How I Killed Bad Meetings

David Layton

David / 6 July 2020

10 tips for making meetings better

I realized we had a major problem. A colleague, distraught, pulled me aside. She’d had a bad meeting — one of the ones where your soul ebbs away while the clock laughs at you. I’d heard it all before, that day, from four other people. The worst part?

They weren’t the same meeting. It wasn’t just one soul-crusher; it was a culture of bad meetings. The chief complaint?

These meetings were a waste of everyone’s time. It was just before Christmas. So I purchased six books on meetings and read them cover to cover. Of the six, I’d recommend two: Meeting Design and Kill Bad Meetings.

When the new year started, we did things differently.


Tip #1: Don’t Have a Meeting

We’ve all heard the complaint about the meeting that could have been an email. You see, meetings are a powerful tool to solve complex problems, but they’re expensive. They eat man-hours. Emails, however, are comparably cheap — written at a time convenient to the writer, read at a time convenient to the reader.

## WRITTEN PROBLEM 1
Reproduce the whole piece on bad meetings word for word.

## DATA SHOWN
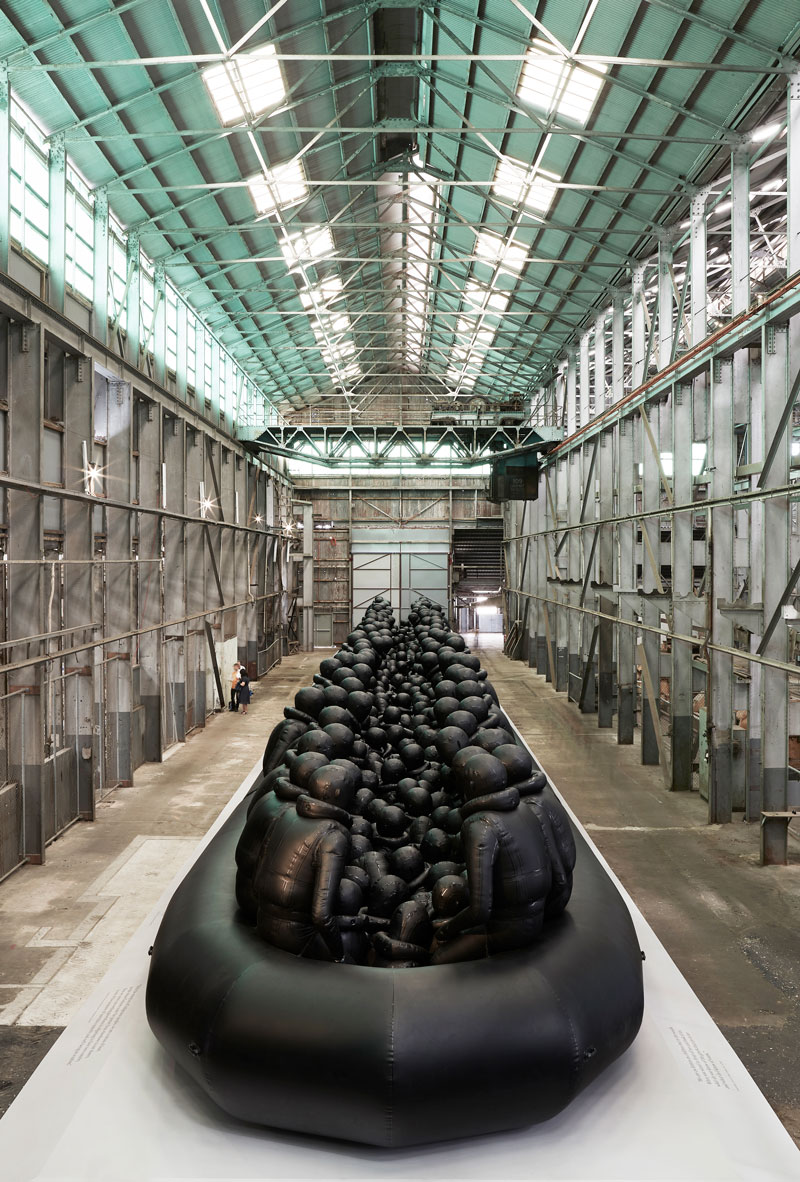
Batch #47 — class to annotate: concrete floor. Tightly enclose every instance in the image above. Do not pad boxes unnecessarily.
[0,636,800,1144]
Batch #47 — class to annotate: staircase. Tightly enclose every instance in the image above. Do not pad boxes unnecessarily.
[453,527,503,596]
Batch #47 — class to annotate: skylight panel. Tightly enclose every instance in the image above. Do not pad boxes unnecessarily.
[247,160,308,214]
[492,158,561,213]
[475,229,528,279]
[516,41,607,123]
[202,45,286,124]
[280,226,336,267]
[403,173,438,363]
[300,275,342,309]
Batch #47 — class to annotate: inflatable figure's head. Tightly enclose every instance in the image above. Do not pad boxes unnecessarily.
[306,764,357,810]
[430,875,469,920]
[453,751,508,800]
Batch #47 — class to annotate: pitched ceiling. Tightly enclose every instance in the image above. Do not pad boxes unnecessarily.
[0,0,800,420]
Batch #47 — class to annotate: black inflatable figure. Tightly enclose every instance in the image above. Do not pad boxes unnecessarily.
[147,598,643,1148]
[253,764,355,961]
[432,754,552,965]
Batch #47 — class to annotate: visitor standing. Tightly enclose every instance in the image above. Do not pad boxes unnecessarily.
[228,661,241,710]
[238,665,251,714]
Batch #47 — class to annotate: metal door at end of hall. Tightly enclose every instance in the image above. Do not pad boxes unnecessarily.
[351,527,450,625]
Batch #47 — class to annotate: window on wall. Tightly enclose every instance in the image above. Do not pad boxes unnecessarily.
[187,309,197,390]
[139,255,156,353]
[109,217,128,323]
[165,284,177,374]
[203,329,212,401]
[65,168,95,299]
[9,103,50,262]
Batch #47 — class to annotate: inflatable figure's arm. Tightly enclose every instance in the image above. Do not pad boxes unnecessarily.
[311,826,350,961]
[373,931,428,960]
[541,800,575,873]
[436,819,499,941]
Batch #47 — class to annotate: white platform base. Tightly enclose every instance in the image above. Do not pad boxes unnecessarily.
[0,766,800,1182]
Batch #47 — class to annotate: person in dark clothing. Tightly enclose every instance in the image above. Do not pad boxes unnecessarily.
[236,665,251,714]
[228,661,241,710]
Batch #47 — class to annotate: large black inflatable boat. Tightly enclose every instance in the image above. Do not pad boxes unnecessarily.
[147,600,643,1147]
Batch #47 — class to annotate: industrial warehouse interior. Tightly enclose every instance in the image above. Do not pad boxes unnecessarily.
[0,0,800,1182]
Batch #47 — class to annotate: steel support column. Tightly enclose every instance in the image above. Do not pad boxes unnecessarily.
[670,383,695,791]
[92,189,109,345]
[761,316,800,852]
[597,430,616,727]
[707,362,735,823]
[637,407,663,765]
[6,323,45,863]
[61,356,95,820]
[0,61,11,274]
[617,417,638,745]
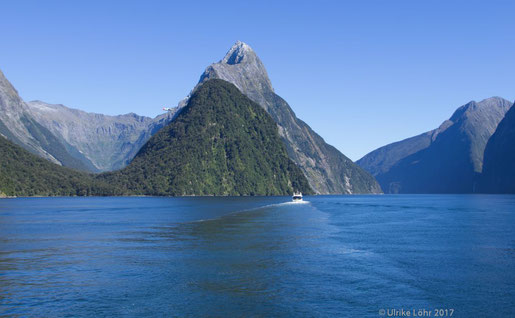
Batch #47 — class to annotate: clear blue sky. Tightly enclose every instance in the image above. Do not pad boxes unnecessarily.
[0,0,515,160]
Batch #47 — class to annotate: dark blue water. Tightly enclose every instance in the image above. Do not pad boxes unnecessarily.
[0,195,515,317]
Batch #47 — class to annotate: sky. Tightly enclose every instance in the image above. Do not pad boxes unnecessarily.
[0,0,515,160]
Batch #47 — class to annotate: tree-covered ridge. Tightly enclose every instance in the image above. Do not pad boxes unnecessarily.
[100,80,311,195]
[0,136,115,196]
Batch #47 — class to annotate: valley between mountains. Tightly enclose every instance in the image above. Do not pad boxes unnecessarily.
[0,41,515,196]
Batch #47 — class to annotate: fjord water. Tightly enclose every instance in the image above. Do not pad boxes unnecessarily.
[0,195,515,317]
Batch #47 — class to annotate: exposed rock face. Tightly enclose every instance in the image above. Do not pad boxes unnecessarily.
[28,101,173,171]
[0,71,92,170]
[480,102,515,193]
[183,41,381,194]
[0,68,175,172]
[99,79,312,195]
[358,97,512,193]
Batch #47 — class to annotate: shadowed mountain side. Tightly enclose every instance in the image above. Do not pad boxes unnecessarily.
[358,97,512,193]
[180,41,381,194]
[0,71,93,170]
[0,136,114,197]
[480,101,515,193]
[28,101,177,171]
[100,80,311,195]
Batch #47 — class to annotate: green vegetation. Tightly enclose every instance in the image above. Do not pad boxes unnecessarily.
[0,80,311,196]
[0,136,114,196]
[98,80,311,195]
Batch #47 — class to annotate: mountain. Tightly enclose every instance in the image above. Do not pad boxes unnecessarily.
[357,97,512,193]
[100,79,311,195]
[27,101,173,171]
[0,136,114,197]
[0,71,92,170]
[480,102,515,193]
[179,41,381,194]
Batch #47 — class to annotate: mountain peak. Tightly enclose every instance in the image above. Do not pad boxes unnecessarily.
[220,41,256,65]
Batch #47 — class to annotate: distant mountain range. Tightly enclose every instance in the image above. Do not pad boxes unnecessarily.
[0,42,381,194]
[183,41,381,194]
[357,97,515,193]
[100,79,312,195]
[0,72,173,172]
[0,41,515,195]
[480,107,515,193]
[0,136,115,197]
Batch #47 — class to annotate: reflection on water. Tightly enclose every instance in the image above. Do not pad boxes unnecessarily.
[0,196,515,317]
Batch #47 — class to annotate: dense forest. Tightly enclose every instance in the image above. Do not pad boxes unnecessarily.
[0,136,115,196]
[0,80,312,196]
[99,80,311,195]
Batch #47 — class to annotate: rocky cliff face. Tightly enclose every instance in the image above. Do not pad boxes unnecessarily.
[480,102,515,193]
[358,97,512,193]
[28,101,173,171]
[183,41,381,194]
[99,79,311,195]
[0,71,92,170]
[0,67,174,172]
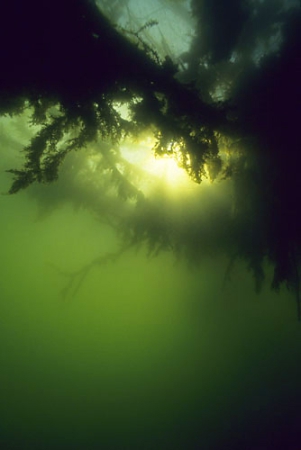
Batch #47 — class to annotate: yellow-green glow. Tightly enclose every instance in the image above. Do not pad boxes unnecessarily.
[121,135,196,193]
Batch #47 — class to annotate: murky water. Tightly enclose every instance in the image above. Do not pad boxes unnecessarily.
[0,163,301,450]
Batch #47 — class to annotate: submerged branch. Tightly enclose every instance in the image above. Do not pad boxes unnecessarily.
[48,245,131,300]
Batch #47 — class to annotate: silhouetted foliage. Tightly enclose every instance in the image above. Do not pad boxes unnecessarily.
[0,0,301,319]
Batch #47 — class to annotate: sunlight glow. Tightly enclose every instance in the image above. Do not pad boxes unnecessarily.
[121,136,195,191]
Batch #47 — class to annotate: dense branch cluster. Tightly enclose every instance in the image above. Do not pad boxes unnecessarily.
[0,0,301,317]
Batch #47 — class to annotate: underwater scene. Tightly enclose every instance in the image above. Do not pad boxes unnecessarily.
[0,0,301,450]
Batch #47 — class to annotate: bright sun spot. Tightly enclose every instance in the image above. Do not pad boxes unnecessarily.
[121,136,195,195]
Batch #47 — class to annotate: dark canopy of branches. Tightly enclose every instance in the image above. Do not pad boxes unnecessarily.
[0,0,301,317]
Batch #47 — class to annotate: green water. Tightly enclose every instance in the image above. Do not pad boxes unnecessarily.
[0,186,301,449]
[0,119,301,450]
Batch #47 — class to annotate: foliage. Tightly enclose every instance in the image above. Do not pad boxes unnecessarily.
[0,0,301,318]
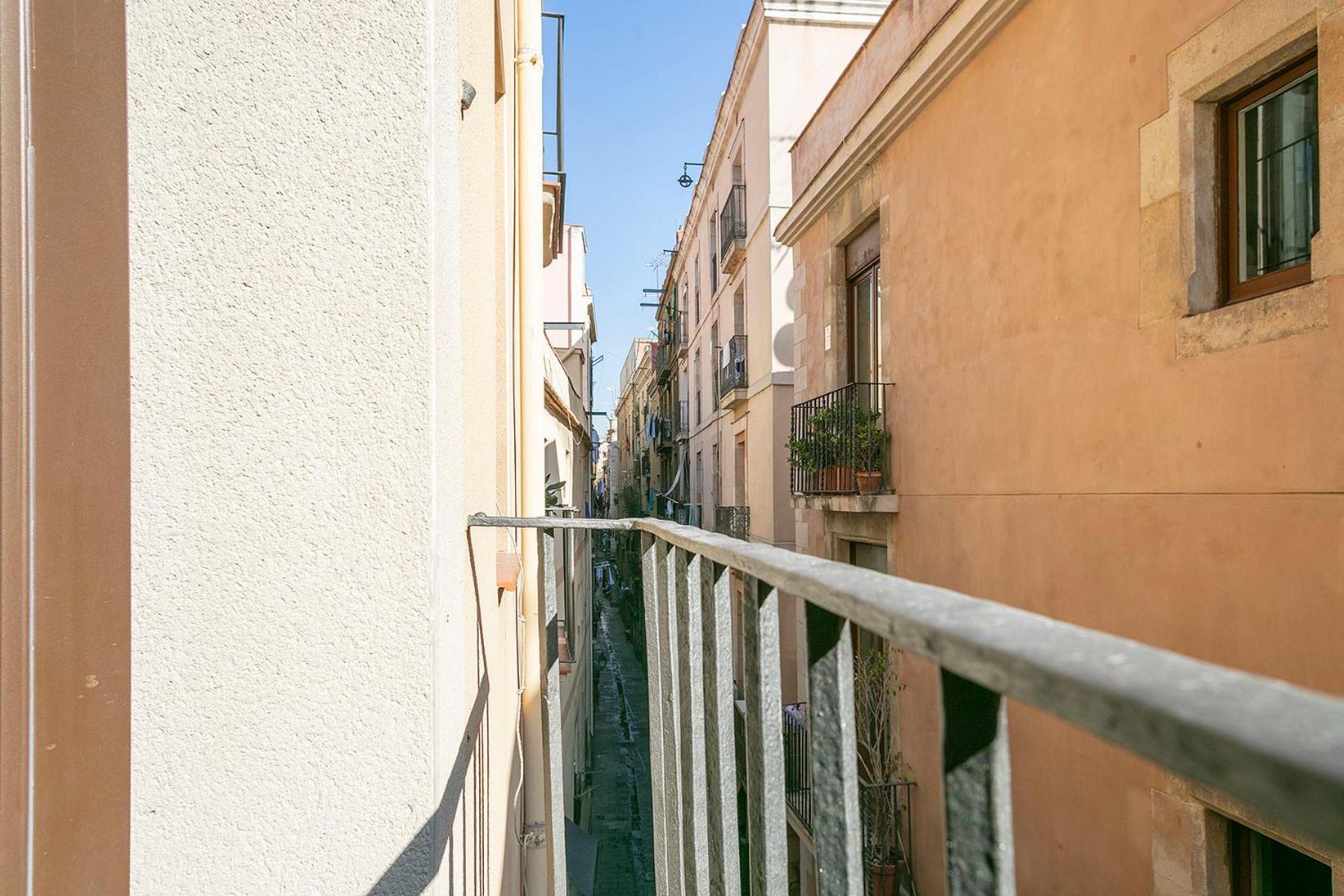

## WRITTEN PROBLEM 2
Output the rows again with "staircase" renamed to "stairway" and nothing else changed. Begin at the start of the rows, stop after the line that contains "[453,527,503,596]", and omit the pictures.

## FINAL RESULT 1
How I Killed Bad Meetings

David Layton

David / 6 July 2020

10 tips for making meetings better

I realized we had a major problem. A colleague, distraught, pulled me aside. She’d had a bad meeting — one of the ones where your soul ebbs away while the clock laughs at you. I’d heard it all before, that day, from four other people. The worst part?

They weren’t the same meeting. It wasn’t just one soul-crusher; it was a culture of bad meetings. The chief complaint?

These meetings were a waste of everyone’s time. It was just before Christmas. So I purchased six books on meetings and read them cover to cover. Of the six, I’d recommend two: Meeting Design and Kill Bad Meetings.

When the new year started, we did things differently.


Tip #1: Don’t Have a Meeting

We’ve all heard the complaint about the meeting that could have been an email. You see, meetings are a powerful tool to solve complex problems, but they’re expensive. They eat man-hours. Emails, however, are comparably cheap — written at a time convenient to the writer, read at a time convenient to the reader.

## FINAL RESULT 2
Batch #47 — class to annotate: concrete floor. Tightly enclose every instance in the image above. Do not pad boxes unnecessarily.
[0,636,800,1144]
Batch #47 — class to annotate: stairway. Tightly enclose every instance in the image above. Do not pad boxes unnecessarily.
[453,527,503,596]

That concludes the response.